* Aim A
Reproduce the passage of the g-g-g-v simulation text between "Simulation Process" and "used as the result.", inclusive, replacing "steering step" with "steering impulse".

* Document excerpt
================================

Quasi-Steady-State Black Box Simulation for the Generation of g-g-g-v Diagrams

Introduction

The g-g diagram visualizes the maximum longitudinal and lateral accelerations that a vehicle can achieve. To address non-planar road geometries, this concept can be extended to incorporate g-g constraints as a function of vehicle speed and vertical acceleration, commonly referred to as g-g-g-v diagrams. This repository provides a parallelized black box simulation toolchain to generate QSS g-g-g-v diagram. Our approach enables the use of existing high-fidelity vehicle models without the need for differentiability, avoiding model mismatch problems.

Basic Functionality

The core functionality involves a fully factorial batch execution of steering ramp maneuvers across specified ranges of velocity (v), longitudinal acceleration (ax), and vertical acceleration (gt).

In the simulation, the vehicle maintains a quasi-steady-state at the target speed through external forces applied to its center of gravity, emulating inertial forces via the targeted longitudinal acceleration. A drive torque controller compensates for resistance forces to sustain the target speed.

Simulation Process

Each simulation starts with a small steering step. The resulting lateral acceleration jump calculates an appropriate steering ramp speed, achieving a controlled lateral acceleration rise rate essential for quasi-static driving conditions. The maximum lateral acceleration recorded in each simulation becomes the result.

• Stable Runs: The maximum recorded lateral acceleration is used as the result.
• Unstable Runs: If instability is detected, the last known stable lateral acceleration is taken as the result.

Tutorial

Setup and Build Instructions

Follow these steps to create a virtual environment, install dependencies, and build the project using Colcon on Ubuntu.

================================

* Records provided
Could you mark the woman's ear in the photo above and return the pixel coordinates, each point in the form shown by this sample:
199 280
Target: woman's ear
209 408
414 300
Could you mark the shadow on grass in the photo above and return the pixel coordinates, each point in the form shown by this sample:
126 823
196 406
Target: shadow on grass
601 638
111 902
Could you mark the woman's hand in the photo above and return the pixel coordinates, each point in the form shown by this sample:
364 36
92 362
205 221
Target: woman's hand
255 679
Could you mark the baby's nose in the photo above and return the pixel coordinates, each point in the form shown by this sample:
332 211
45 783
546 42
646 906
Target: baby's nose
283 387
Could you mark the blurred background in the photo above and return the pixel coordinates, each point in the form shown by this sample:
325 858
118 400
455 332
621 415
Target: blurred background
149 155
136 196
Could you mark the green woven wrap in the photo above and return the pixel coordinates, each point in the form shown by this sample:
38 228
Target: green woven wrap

================================

* Aim B
Pick out every line of the listing that contains the word "woven".

* Worked solution A
Simulation Process

Each simulation starts with a small steering impulse. The resulting lateral acceleration jump calculates an appropriate steering ramp speed, achieving a controlled lateral acceleration rise rate essential for quasi-static driving conditions. The maximum lateral acceleration recorded in each simulation becomes the result.

• Stable Runs: The maximum recorded lateral acceleration is used as the result.

* Worked solution B
Could you mark the green woven wrap in the photo above and return the pixel coordinates, each point in the form shown by this sample:
Target: green woven wrap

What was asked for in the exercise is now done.